:: Source document ::
Notwithstanding anything to the contrary in this Agreement, all
borrowings, conversions, continuations and optional prepayments of
Eurodollar Loans and all selections of Interest Periods shall be in
such amounts and be made pursuant to such elections so that,
(a) after giving effect thereto, the aggregate principal
amount of the Eurodollar Loans comprising each Eurodollar Tranche
shall be equal to $1,000,000 or a whole multiple of $500,000 in
excess thereof and (b) no more than nine Eurodollar Tranches
shall be outstanding at any one time.
2.15
Interest Rates and Payment Dates . (a) Each Eurodollar
Loan shall bear interest for each day during each Interest Period
with respect thereto at a rate per annum equal to the Eurodollar
Rate determined for such day plus the Applicable Margin in effect
for such day.
(b) Each
Base Rate Loan shall bear interest for each day on which it is
outstanding at a rate per annum equal to the Base Rate in effect
for such day plus the Applicable Margin in effect for such
day.
(c)
(i) If all or a portion of the principal amount of any Loan or
Reimbursement Obligation shall not be paid when due (whether at the
stated maturity, by acceleration or otherwise), such overdue amount
shall bear interest at a rate per annum that is equal to
(x) in the case of the Loans, the rate that would otherwise be
applicable thereto pursuant to the foregoing provisions of this
Section plus 2% or (y) in the case of Reimbursement
Obligations, the rate applicable to Base Rate Loans under the
Revolving Credit Facility plus 2%, and (ii) if all or a
portion of any interest payable on any Loan or Reimbursement
Obligation or any commitment fee or other amount payable hereunder
shall not be paid when due (whether at the stated maturity, by
acceleration or otherwise), such overdue amount shall bear interest
at a rate per annum equal to the rate then applicable to Base Rate
Loans under the relevant Facility plus 2% (or, in the case of any
such other amounts that do not relate to a particular Facility, the
rate then applicable
31
to Base
Rate Loans under the Revolving Credit Facility plus 2%), in each
case, with respect to clauses (i) and (ii) above, from
the date of such non-payment until such amount is paid in full
(after as well as before judgment).
(d) Interest
shall be payable in arrears on each Interest Payment Date,
provided that interest accruing pursuant to paragraph
(c) of this Section shall be payable from time to time on
demand.
2.16
Computation of Interest and Fees . (a) Interest, fees
and commissions payable pursuant hereto shall be calculated on the
basis of a 360-day year for the actual days elapsed, except that,
with respect to Base Rate Loans on which interest is calculated on
the basis of the Prime Rate, the interest thereon shall be
calculated on the basis of a 365- (or 366-, as the case may be) day
year for the actual days elapsed. The Administrative Agent shall as
soon as practicable notify the Borrower and the relevant Lenders of
each determination of a Eurodollar Rate. Any change in the interest
rate on a Loan resulting from a change in the Base Rate or the
Eurocurrency Reserve Requirements shall become effective as of the
opening of business on the day on which such change becomes
effective. The Administrative Agent shall as soon as practicable
notify the Borrower and the relevant Lenders of the effective date
and the amount of each such change in interest rate.
:::
:: Records shown ::
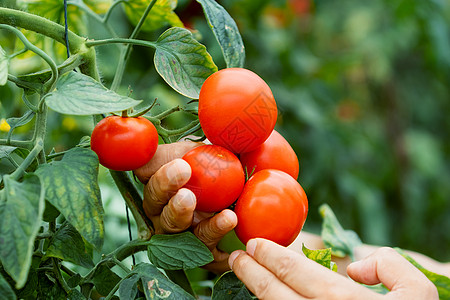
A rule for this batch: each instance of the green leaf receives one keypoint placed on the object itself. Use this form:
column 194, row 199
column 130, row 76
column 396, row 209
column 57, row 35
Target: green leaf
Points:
column 128, row 287
column 4, row 66
column 321, row 256
column 20, row 221
column 178, row 251
column 182, row 61
column 441, row 282
column 104, row 279
column 68, row 245
column 162, row 14
column 71, row 185
column 6, row 292
column 5, row 151
column 78, row 94
column 229, row 287
column 342, row 242
column 226, row 32
column 156, row 285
:::
> **Stated goal 1**:
Answer these questions from the loan agreement excerpt.
(a) What is the greatest number of Eurodollar Tranches that may be outstanding at any one time?
(b) At what rate does each Base Rate Loan bear interest?
(c) On what basis are interest, fees and commissions generally calculated?
> **Stated goal 2**: According to the loan agreement excerpt, what must the amounts and elections for borrowings, conversions, continuations and optional prepayments of Eurodollar Loans achieve?
> **Stated goal 3**: Quote the passage of the loan agreement excerpt that begins at the words "Notwithstanding anything to" and ends after "any one time.".

> **Written solution 1**:
(a) No more than nine.
(b) At a rate per annum equal to the Base Rate in effect for that day plus the Applicable Margin in effect for that day.
(c) On the basis of a 360-day year for the actual days elapsed.

> **Written solution 2**: They must be set so that, once they take effect, each Eurodollar Tranche has an aggregate principal amount equal to $1,000,000 or a whole multiple of $500,000 above that. They must also keep the number of Eurodollar Tranches outstanding at any one time to no more than nine.

> **Written solution 3**:
Notwithstanding anything to the contrary in this Agreement, all
borrowings, conversions, continuations and optional prepayments of
Eurodollar Loans and all selections of Interest Periods shall be in
such amounts and be made pursuant to such elections so that,
(a) after giving effect thereto, the aggregate principal
amount of the Eurodollar Loans comprising each Eurodollar Tranche
shall be equal to $1,000,000 or a whole multiple of $500,000 in
excess thereof and (b) no more than nine Eurodollar Tranches
shall be outstanding at any one time.